(Beginning of MATERIAL TO PROCESS)

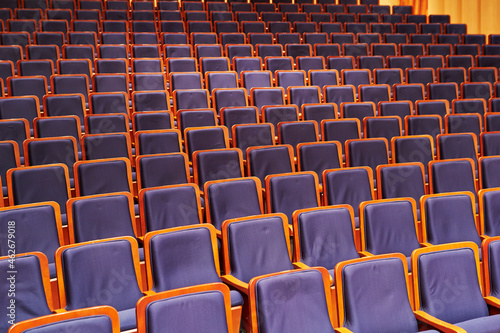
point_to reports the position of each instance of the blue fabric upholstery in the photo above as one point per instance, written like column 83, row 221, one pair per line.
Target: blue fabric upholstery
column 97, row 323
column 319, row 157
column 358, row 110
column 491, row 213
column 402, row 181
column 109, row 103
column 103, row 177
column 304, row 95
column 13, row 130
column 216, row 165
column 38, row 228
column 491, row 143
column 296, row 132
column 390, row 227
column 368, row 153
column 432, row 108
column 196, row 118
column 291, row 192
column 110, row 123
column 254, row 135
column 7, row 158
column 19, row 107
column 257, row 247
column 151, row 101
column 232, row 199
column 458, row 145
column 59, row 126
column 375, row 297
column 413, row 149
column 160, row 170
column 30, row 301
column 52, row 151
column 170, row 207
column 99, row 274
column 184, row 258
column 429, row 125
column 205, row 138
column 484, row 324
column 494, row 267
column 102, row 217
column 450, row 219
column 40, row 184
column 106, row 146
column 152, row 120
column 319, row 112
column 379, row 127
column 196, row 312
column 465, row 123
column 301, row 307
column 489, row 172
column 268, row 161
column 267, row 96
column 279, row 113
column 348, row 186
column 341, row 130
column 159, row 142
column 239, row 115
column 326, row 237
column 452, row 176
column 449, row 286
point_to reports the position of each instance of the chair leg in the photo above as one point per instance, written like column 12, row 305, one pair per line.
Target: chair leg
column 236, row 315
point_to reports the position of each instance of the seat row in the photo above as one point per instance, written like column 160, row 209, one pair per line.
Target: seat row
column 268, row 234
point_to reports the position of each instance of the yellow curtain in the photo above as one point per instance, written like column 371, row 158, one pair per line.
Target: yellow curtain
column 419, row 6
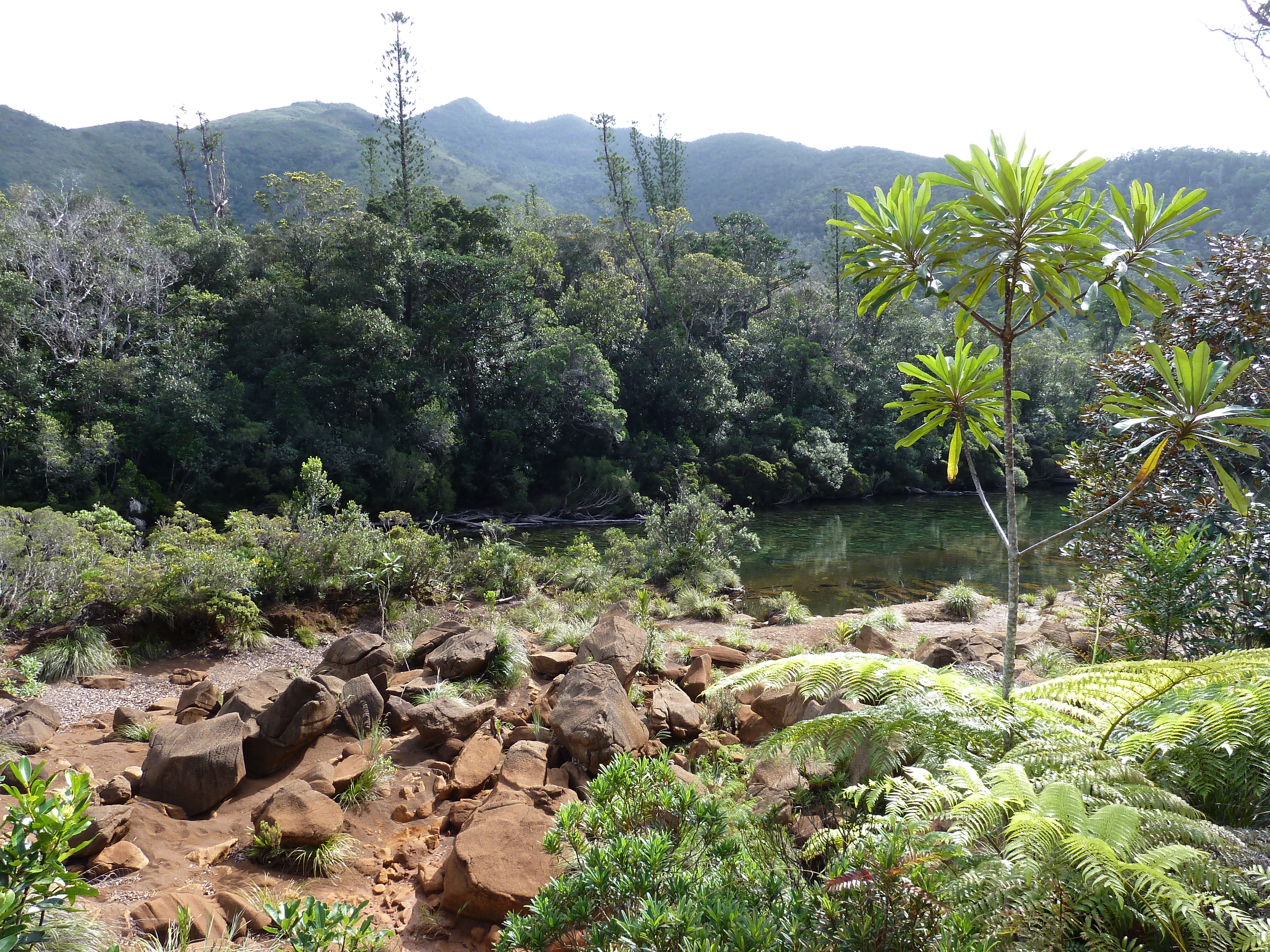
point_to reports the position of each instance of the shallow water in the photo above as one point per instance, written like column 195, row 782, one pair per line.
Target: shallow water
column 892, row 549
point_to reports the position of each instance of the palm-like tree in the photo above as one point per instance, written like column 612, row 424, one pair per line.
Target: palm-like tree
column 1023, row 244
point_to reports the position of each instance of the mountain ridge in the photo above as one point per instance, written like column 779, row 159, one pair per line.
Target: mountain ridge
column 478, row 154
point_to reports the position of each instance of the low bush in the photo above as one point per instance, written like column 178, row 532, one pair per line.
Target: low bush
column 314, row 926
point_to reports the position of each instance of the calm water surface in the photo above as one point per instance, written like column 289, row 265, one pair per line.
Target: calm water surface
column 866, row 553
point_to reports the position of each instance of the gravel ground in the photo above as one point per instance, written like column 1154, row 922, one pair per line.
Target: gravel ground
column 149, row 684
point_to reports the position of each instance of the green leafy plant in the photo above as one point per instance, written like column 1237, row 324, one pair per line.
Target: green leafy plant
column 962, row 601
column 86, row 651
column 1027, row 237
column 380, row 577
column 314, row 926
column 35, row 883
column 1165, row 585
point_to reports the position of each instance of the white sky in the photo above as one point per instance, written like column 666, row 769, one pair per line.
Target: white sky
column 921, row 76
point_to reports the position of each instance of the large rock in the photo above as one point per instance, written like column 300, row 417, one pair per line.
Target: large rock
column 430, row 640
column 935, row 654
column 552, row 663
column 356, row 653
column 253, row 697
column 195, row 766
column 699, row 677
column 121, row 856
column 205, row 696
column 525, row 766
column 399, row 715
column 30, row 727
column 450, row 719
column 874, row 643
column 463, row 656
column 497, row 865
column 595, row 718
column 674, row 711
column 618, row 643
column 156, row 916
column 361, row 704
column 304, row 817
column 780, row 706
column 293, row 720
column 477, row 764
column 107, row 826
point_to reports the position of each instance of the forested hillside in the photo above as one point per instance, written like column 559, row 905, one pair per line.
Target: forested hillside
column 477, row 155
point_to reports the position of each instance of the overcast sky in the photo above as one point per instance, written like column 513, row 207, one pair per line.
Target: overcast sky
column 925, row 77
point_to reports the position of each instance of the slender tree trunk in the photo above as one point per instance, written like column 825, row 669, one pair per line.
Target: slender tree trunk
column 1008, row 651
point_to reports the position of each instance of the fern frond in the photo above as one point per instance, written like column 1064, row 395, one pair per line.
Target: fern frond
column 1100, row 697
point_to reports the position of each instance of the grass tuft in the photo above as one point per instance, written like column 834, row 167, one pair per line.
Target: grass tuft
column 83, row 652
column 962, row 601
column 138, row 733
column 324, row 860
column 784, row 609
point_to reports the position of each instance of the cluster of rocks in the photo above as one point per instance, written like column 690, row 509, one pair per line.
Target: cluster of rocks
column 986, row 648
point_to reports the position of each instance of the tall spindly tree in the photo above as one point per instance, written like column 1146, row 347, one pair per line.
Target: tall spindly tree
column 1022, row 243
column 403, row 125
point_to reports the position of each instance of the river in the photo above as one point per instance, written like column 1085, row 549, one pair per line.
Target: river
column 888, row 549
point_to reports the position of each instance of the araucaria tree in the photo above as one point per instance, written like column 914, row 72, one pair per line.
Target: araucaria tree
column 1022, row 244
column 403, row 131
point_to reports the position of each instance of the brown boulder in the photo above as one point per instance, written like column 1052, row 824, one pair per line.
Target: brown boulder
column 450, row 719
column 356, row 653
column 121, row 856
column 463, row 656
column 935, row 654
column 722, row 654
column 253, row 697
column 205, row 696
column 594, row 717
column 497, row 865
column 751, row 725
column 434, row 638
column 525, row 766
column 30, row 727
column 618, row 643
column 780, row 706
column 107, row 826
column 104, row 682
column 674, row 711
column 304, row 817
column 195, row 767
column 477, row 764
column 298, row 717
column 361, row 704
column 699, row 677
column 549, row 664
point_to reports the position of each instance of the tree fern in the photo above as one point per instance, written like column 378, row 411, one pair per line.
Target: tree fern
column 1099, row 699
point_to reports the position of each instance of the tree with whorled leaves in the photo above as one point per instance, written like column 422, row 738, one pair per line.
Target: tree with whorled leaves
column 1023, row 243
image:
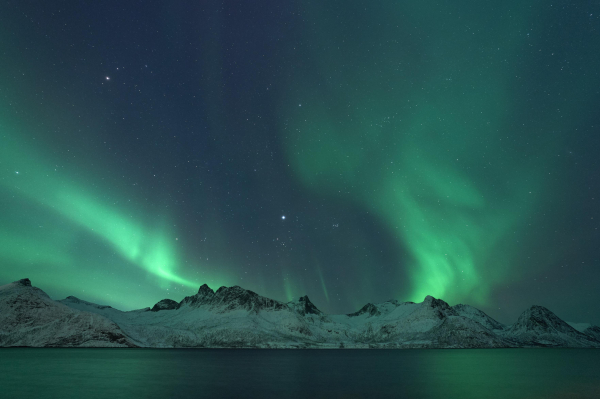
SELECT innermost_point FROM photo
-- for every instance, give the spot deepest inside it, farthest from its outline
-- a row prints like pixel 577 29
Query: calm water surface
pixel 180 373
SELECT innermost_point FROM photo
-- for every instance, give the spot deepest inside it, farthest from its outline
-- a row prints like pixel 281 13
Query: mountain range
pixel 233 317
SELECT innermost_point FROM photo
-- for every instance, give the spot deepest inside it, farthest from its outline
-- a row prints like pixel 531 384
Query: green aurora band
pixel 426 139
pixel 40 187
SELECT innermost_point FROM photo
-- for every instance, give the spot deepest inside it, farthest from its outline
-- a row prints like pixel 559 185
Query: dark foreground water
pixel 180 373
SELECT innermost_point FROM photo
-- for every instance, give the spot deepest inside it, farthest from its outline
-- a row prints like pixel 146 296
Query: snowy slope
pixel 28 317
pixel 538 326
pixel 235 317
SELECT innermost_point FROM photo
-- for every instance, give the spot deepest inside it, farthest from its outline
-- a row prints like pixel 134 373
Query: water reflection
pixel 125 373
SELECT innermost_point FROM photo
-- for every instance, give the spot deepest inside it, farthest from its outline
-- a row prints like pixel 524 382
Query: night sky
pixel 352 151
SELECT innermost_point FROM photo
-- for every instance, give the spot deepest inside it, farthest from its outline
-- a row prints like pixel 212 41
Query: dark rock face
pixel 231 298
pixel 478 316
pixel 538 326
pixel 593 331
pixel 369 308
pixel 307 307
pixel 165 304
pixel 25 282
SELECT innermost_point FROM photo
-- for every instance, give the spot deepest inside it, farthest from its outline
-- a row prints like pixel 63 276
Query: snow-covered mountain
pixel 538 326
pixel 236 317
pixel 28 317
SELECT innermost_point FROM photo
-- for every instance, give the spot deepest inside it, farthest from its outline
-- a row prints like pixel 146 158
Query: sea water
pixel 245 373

(End of MATERIAL TO PROCESS)

WHAT THIS TASK INVOLVES:
Where an image appears in the data, skip it, and return the rest verbatim.

SOLVED EXERCISE:
point_to reports the position of each instance of the blue fabric upholstery in the photo above as one point per instance, written like column 83, row 221, one pair per line.
Target: blue fabric upholstery
column 97, row 323
column 319, row 157
column 358, row 110
column 491, row 213
column 402, row 181
column 109, row 103
column 103, row 177
column 304, row 95
column 13, row 130
column 216, row 165
column 38, row 228
column 491, row 143
column 296, row 132
column 390, row 227
column 368, row 153
column 432, row 108
column 196, row 118
column 291, row 192
column 110, row 123
column 254, row 135
column 7, row 158
column 19, row 107
column 257, row 247
column 151, row 101
column 232, row 199
column 458, row 145
column 59, row 126
column 375, row 297
column 413, row 149
column 160, row 170
column 30, row 301
column 52, row 151
column 170, row 207
column 99, row 274
column 184, row 258
column 429, row 125
column 205, row 138
column 484, row 324
column 494, row 267
column 102, row 217
column 450, row 219
column 40, row 184
column 106, row 146
column 152, row 120
column 319, row 112
column 379, row 127
column 196, row 312
column 465, row 123
column 301, row 307
column 489, row 172
column 268, row 161
column 267, row 96
column 279, row 113
column 348, row 186
column 341, row 130
column 159, row 142
column 239, row 115
column 326, row 237
column 452, row 176
column 449, row 286
point_to reports the position of each instance of the chair leg in the photo above as one point per instance, written like column 12, row 305, one pair per line.
Target: chair leg
column 236, row 315
point_to reports the position of each instance of the seat row in the photo above as one point per instance, written like column 160, row 209, one pair per line.
Target: seat row
column 268, row 234
point_to reports the position of each instance of the yellow curtain in the photo above as one point per instance, written like column 371, row 158, one pair per line.
Target: yellow curtain
column 419, row 6
point_to reports the position of each instance of the shallow water in the photo above as one point per instance, written like column 195, row 782, one pair per line.
Target: shallow water
column 892, row 549
point_to reports the position of each instance of the palm-like tree in the photo above as one point per instance, written like column 612, row 424, one pair per line.
Target: palm-like tree
column 1023, row 244
point_to reports the position of each instance of the mountain ridge in the photo above as one point per instance, written like column 779, row 159, one pair per line.
Target: mountain ridge
column 478, row 154
point_to reports the position of each instance of the low bush in the photo above as one point per instance, written like column 178, row 532, one pair per line.
Target: low bush
column 314, row 926
point_to reports the position of each instance of the calm water surface in the photo above as one point per instance, written like column 289, row 265, one pair per line.
Target: calm water surface
column 866, row 553
point_to reports the position of each instance of the gravel ground in the photo above as one point per instance, written like column 1154, row 922, one pair per line.
Target: gravel ground
column 149, row 684
point_to reports the position of each instance of the green leafy plant in the photo above as one point per instance, written like column 1237, row 324, one pair per line.
Target: green leafy plant
column 962, row 601
column 86, row 651
column 1027, row 237
column 380, row 577
column 314, row 926
column 35, row 883
column 1165, row 585
point_to reports the position of each instance of the white sky in the photo above as one point per instance, written like column 666, row 769, one pair per line.
Target: white sky
column 921, row 76
point_to reports the position of each instance of the large rock in the photo above as one point per instance, written like column 300, row 417, one pair per line.
Target: large rock
column 430, row 640
column 935, row 654
column 552, row 663
column 356, row 653
column 253, row 697
column 195, row 766
column 699, row 677
column 121, row 856
column 205, row 696
column 525, row 766
column 399, row 715
column 30, row 727
column 450, row 719
column 874, row 643
column 463, row 656
column 497, row 865
column 595, row 718
column 674, row 711
column 618, row 643
column 156, row 916
column 361, row 704
column 304, row 817
column 780, row 706
column 293, row 720
column 477, row 764
column 107, row 826
point_to reports the position of each instance of the forested hillside in the photo above as one point per instance, written like column 559, row 905, one pair per line.
Target: forested hillside
column 477, row 155
point_to reports the position of each instance of the overcast sky in the photo above as one point per instance, written like column 513, row 207, one pair per line.
Target: overcast sky
column 925, row 77
point_to reports the position of each instance of the slender tree trunk in the photo above as one point per instance, written like column 825, row 669, one pair per line.
Target: slender tree trunk
column 1008, row 651
point_to reports the position of each instance of the fern frond in the photo above as one point per instance, written like column 1064, row 395, one pair per line.
Target: fern frond
column 1100, row 697
point_to reports the position of each instance of the grass tuft in the photo above as one point per instance, written like column 834, row 167, one pair per line.
Target: grass tuft
column 83, row 652
column 962, row 601
column 138, row 733
column 324, row 860
column 784, row 609
point_to reports the position of each instance of the cluster of rocks in the photo above as one point per instance, written like column 690, row 509, one pair per line.
Target: cluster of rocks
column 986, row 648
point_to reports the position of each instance of the tall spindly tree in the photo above as one point per instance, written like column 1146, row 347, one pair per line.
Target: tall spindly tree
column 1022, row 243
column 403, row 125
point_to reports the position of each instance of the river in the photo above as one point per instance, written like column 1085, row 549, one pair per line.
Target: river
column 888, row 549
point_to reports the position of each instance of the araucaria tree in the photo above as one point per instance, written like column 914, row 72, one pair per line.
Target: araucaria tree
column 1022, row 244
column 403, row 131
point_to reports the position of each instance of the brown boulder in the photo above as one point per instance, written like column 1052, row 824, one pair per line.
Target: brown boulder
column 450, row 719
column 356, row 653
column 121, row 856
column 463, row 656
column 935, row 654
column 722, row 654
column 253, row 697
column 205, row 696
column 594, row 717
column 497, row 865
column 751, row 725
column 434, row 638
column 525, row 766
column 30, row 727
column 618, row 643
column 780, row 706
column 107, row 826
column 104, row 682
column 674, row 711
column 304, row 817
column 195, row 767
column 477, row 764
column 298, row 717
column 361, row 704
column 699, row 677
column 549, row 664
point_to reports the position of each instance of the tree fern in the photo above as one point per instance, written like column 378, row 411, one pair per line.
Target: tree fern
column 1099, row 699
point_to reports the position of each instance of the tree with whorled leaves in the photo above as one point per instance, written like column 422, row 738, one pair per line.
Target: tree with whorled leaves
column 1023, row 243
image:
SELECT innermost_point FROM photo
-- for every instance, give the spot deepest inside it, farthest from its outline
-- a row prints like pixel 577 29
Query: calm water surface
pixel 180 373
SELECT innermost_point FROM photo
-- for every instance, give the spot deepest inside it, farthest from its outline
-- a row prints like pixel 281 13
Query: mountain range
pixel 233 317
SELECT innermost_point FROM photo
-- for every instance, give the spot deepest inside it, farthest from its outline
-- a row prints like pixel 531 384
Query: green aurora band
pixel 426 139
pixel 40 187
SELECT innermost_point FROM photo
-- for every instance, give the spot deepest inside it, farthest from its outline
-- a row prints like pixel 559 185
Query: dark foreground water
pixel 180 373
SELECT innermost_point FROM photo
-- for every instance, give the spot deepest inside it, farthest from its outline
-- a row prints like pixel 146 296
Query: snowy slope
pixel 28 317
pixel 538 326
pixel 235 317
SELECT innermost_point FROM photo
-- for every instance, give the spot deepest inside it, farthest from its outline
-- a row prints like pixel 134 373
Query: water reflection
pixel 125 373
SELECT innermost_point FROM photo
-- for every instance, give the spot deepest inside it, farthest from its outline
-- a row prints like pixel 524 382
Query: night sky
pixel 352 151
SELECT innermost_point FROM photo
-- for every instance, give the spot deepest inside it, farthest from its outline
-- a row prints like pixel 212 41
Query: dark rock face
pixel 231 298
pixel 478 316
pixel 538 326
pixel 593 331
pixel 369 308
pixel 307 307
pixel 165 304
pixel 25 282
SELECT innermost_point FROM photo
-- for every instance, give the spot deepest inside it, farthest from its outline
-- a row prints like pixel 63 276
Query: snow-covered mountain
pixel 538 326
pixel 236 317
pixel 28 317
SELECT innermost_point FROM photo
-- for every instance, give the spot deepest inside it, farthest from its outline
-- a row prints like pixel 146 158
Query: sea water
pixel 245 373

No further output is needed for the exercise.